* Given instruction
Please reproduce word for word the part of the listing below that begins with the line containing "such as <point>693,565</point>" and ends with the line containing "<point>540,343</point>", both lines included.
-- start of Input records --
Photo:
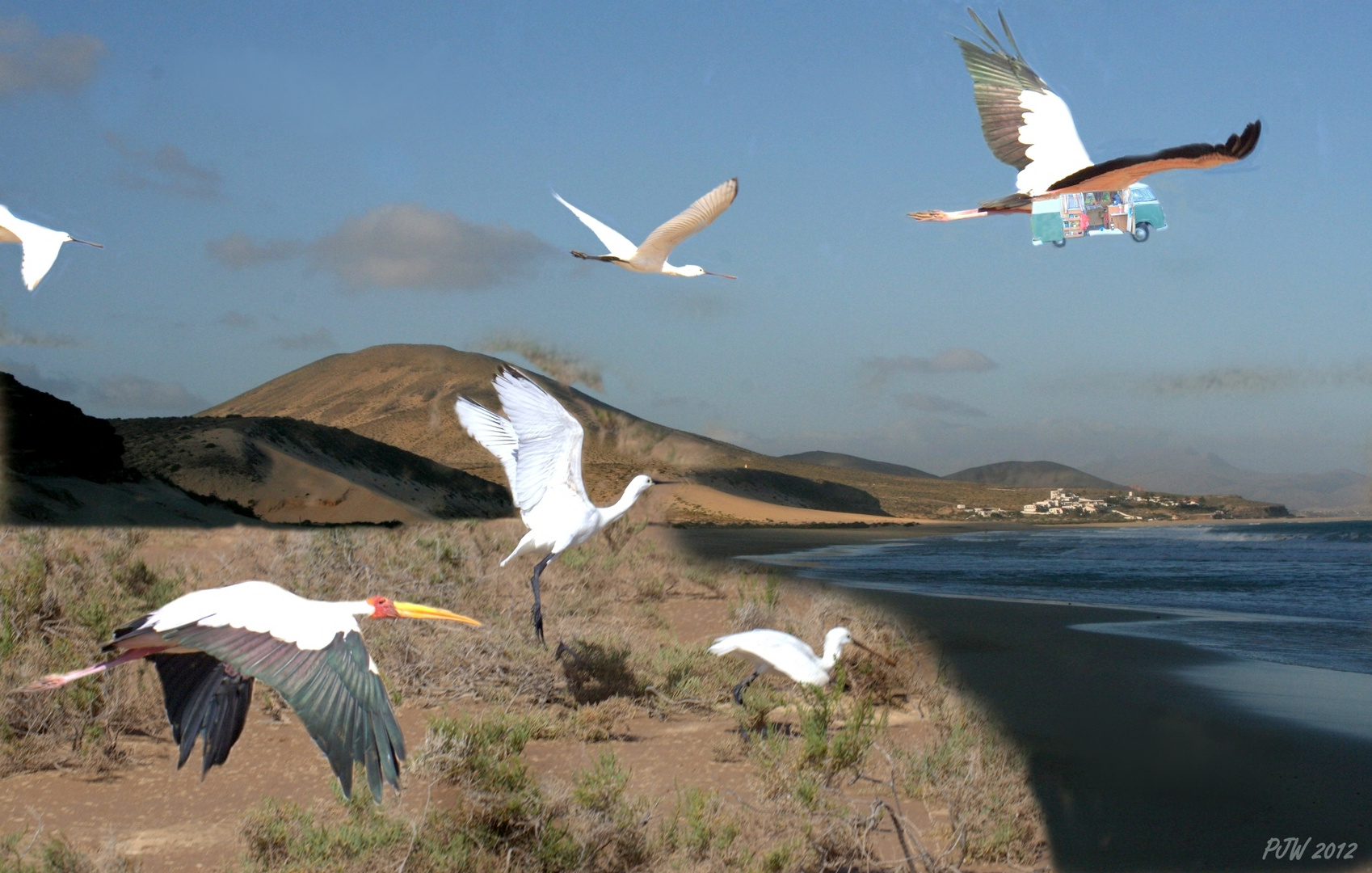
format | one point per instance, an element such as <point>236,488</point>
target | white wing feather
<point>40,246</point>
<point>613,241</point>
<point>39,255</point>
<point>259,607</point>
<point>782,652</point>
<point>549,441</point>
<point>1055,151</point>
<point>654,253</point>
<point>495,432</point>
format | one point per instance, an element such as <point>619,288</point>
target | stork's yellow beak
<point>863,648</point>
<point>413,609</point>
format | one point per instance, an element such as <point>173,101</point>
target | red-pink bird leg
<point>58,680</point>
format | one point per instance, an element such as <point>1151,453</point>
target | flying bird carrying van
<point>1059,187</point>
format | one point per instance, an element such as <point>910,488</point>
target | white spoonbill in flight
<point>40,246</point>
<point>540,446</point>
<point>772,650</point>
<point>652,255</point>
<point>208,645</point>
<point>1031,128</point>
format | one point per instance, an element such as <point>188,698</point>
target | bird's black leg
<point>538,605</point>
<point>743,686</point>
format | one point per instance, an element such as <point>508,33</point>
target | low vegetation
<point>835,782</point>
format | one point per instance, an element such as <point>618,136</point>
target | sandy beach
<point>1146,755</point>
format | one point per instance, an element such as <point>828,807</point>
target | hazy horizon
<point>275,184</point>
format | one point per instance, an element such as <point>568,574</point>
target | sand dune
-- end of Input records --
-- start of Input records --
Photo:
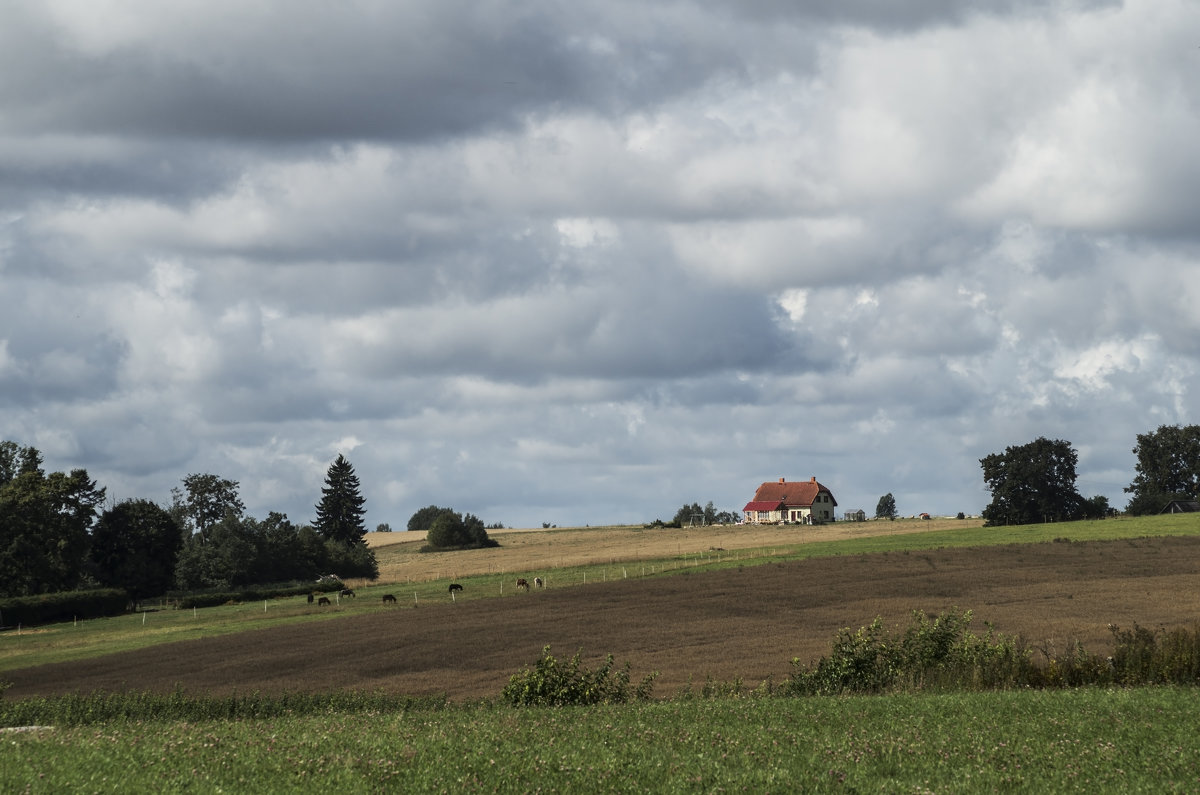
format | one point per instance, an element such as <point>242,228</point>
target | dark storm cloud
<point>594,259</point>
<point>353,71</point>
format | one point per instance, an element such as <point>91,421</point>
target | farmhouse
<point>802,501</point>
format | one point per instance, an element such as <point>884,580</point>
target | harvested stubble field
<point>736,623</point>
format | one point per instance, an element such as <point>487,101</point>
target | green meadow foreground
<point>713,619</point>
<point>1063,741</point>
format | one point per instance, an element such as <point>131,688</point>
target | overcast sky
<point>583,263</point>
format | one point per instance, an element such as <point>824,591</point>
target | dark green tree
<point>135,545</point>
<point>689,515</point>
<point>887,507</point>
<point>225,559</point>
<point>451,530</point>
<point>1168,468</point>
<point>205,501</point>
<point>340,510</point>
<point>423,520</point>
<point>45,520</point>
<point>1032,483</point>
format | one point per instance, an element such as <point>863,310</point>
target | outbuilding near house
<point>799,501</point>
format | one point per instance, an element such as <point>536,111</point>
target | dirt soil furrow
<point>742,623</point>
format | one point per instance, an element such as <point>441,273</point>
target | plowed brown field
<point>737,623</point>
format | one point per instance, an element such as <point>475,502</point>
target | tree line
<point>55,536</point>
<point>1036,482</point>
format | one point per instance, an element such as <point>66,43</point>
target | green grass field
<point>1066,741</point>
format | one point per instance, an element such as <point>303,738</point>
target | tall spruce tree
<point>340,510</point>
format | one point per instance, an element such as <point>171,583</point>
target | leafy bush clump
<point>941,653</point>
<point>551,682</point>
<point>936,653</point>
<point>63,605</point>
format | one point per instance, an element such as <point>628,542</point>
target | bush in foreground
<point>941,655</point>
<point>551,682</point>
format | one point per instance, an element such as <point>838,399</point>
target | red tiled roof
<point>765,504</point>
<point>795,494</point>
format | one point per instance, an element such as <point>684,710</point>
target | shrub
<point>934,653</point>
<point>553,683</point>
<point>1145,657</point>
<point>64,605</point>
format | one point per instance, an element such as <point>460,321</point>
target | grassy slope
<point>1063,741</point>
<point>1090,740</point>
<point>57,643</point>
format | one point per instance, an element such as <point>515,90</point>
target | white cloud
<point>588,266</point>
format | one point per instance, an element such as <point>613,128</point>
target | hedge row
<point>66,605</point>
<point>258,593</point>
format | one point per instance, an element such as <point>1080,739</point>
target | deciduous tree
-- end of Input records --
-- start of Input records --
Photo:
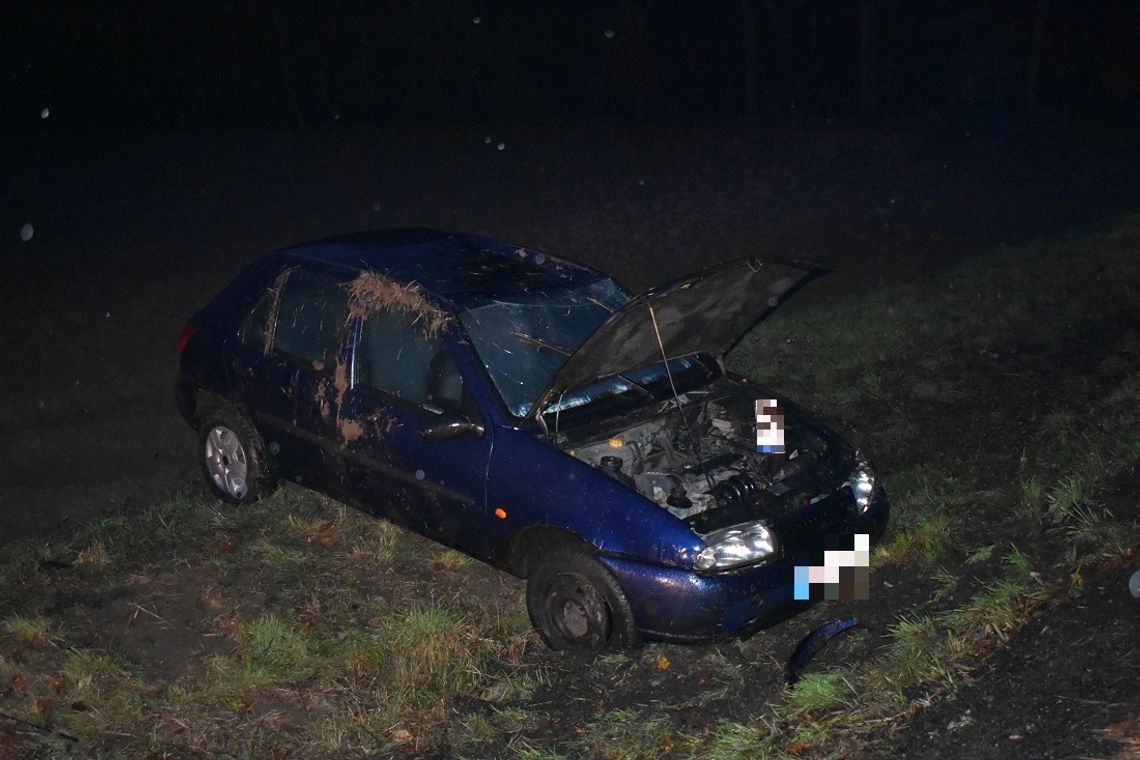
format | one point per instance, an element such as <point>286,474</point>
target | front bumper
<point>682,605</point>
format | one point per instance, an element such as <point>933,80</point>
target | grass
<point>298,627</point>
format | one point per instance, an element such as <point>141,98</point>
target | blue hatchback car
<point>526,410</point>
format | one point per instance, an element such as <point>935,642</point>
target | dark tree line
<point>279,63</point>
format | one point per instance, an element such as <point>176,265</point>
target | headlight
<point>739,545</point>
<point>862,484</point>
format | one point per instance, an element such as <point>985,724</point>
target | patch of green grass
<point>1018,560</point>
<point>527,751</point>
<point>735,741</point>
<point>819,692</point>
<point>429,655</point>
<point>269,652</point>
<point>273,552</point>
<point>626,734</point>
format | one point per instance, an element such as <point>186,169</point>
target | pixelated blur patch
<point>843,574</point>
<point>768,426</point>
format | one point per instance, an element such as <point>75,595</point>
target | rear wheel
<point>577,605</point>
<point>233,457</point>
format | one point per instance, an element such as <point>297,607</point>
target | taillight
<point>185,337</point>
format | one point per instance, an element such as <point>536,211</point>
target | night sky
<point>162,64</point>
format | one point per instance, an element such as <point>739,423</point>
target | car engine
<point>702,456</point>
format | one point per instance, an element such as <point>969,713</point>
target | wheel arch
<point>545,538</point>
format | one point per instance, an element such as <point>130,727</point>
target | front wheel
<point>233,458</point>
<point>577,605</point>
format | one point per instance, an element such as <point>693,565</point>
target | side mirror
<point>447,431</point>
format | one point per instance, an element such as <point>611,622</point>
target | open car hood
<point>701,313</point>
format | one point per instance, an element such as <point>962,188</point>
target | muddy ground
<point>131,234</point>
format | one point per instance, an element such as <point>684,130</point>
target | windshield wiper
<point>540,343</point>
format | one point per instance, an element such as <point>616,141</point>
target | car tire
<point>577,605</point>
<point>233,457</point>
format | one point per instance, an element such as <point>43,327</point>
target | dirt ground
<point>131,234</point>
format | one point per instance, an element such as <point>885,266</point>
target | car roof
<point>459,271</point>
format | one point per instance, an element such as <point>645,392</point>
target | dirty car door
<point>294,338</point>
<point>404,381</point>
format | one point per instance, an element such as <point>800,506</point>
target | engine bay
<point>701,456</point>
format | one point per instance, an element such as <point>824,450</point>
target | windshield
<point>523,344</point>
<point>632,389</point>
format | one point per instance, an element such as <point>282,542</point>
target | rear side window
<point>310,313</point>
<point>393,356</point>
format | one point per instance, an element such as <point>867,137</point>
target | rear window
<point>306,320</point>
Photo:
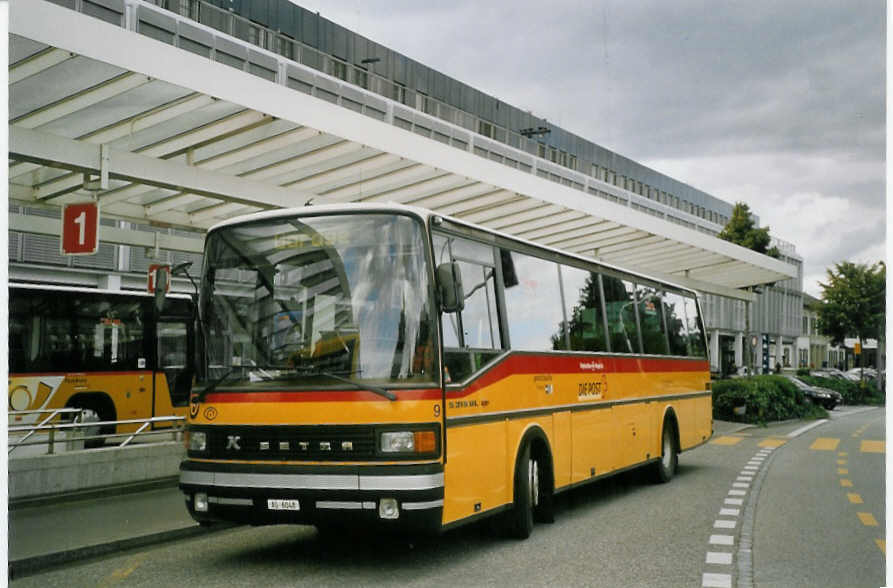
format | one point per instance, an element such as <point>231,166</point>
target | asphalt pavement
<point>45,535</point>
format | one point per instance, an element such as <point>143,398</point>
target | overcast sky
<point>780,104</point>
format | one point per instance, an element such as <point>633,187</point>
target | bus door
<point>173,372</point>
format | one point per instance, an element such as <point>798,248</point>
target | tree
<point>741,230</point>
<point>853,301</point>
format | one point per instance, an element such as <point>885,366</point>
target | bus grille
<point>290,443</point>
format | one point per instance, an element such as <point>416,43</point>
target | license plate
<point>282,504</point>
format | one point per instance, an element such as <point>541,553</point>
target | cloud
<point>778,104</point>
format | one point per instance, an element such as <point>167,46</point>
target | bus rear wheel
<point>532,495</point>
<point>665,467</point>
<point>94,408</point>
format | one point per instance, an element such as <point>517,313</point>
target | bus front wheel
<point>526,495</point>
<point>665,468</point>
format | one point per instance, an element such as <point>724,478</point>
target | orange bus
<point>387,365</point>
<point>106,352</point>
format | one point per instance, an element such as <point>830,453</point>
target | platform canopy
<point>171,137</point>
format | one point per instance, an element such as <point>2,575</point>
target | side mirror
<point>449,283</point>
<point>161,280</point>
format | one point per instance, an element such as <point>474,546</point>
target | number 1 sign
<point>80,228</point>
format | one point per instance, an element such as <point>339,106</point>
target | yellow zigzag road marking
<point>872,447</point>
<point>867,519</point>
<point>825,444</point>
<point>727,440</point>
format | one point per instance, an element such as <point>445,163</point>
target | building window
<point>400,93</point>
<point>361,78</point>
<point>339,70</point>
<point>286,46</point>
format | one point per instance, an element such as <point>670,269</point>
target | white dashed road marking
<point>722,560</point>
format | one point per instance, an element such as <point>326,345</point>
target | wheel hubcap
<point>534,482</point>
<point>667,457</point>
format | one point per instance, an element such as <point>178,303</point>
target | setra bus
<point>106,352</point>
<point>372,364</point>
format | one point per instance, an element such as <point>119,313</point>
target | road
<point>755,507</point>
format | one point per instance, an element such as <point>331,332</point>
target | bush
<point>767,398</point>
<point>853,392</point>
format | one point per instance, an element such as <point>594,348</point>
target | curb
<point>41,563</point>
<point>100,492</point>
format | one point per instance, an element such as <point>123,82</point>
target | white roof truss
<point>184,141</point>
-- end of Input records --
* Correct answer
format | one point per instance, an element such as <point>693,565</point>
target | side mirror
<point>447,431</point>
format | one point per instance, an element such as <point>611,622</point>
target | open car hood
<point>701,313</point>
format | one point per instance, an element such as <point>962,188</point>
target | muddy ground
<point>131,234</point>
format | one point per instance, an element such as <point>684,130</point>
target | windshield wiper
<point>540,343</point>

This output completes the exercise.